*Supplied information*:

-- Opening Marker --

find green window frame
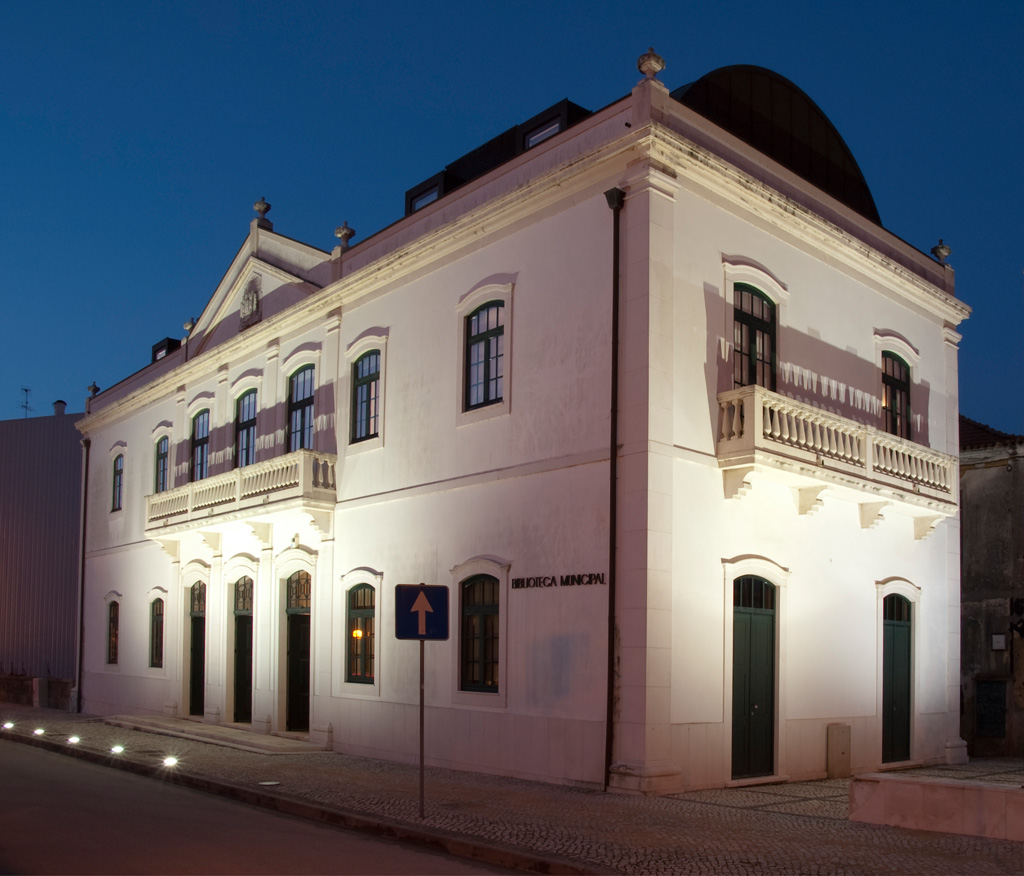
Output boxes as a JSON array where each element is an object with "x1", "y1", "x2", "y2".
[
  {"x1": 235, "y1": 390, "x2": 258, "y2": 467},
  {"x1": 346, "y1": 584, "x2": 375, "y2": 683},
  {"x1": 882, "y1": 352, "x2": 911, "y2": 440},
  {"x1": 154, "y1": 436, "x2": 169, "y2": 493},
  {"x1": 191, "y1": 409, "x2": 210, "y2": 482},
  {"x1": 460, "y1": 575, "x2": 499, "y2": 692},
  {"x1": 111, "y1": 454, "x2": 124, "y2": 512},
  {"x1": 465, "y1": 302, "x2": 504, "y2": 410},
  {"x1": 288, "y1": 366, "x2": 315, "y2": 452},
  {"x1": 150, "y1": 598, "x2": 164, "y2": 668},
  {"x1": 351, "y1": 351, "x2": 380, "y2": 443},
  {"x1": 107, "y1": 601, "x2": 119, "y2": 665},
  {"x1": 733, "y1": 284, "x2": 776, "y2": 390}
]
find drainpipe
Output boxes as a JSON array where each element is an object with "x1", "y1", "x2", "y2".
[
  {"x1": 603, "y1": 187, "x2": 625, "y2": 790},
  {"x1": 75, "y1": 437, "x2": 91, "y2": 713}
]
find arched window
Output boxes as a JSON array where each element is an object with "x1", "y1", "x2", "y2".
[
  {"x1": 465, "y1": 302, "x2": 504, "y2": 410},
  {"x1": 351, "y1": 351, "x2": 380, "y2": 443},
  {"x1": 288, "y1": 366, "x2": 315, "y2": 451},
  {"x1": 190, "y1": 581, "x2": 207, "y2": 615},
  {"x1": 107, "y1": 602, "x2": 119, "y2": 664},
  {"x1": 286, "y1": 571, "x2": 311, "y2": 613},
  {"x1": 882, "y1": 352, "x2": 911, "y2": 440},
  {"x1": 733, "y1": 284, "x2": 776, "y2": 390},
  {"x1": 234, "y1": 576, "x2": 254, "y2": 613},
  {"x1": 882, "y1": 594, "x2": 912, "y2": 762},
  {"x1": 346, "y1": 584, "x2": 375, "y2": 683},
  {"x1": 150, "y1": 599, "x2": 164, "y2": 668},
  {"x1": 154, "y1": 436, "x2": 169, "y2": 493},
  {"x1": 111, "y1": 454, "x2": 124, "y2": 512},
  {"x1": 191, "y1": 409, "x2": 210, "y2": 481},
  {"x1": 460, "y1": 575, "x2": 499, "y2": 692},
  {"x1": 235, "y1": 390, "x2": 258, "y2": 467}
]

-- Closing Marker --

*Task goal*: Among the lines of the material, find those holding the word "window" and return them.

*Answer to the exercise*:
find green window frame
find arched window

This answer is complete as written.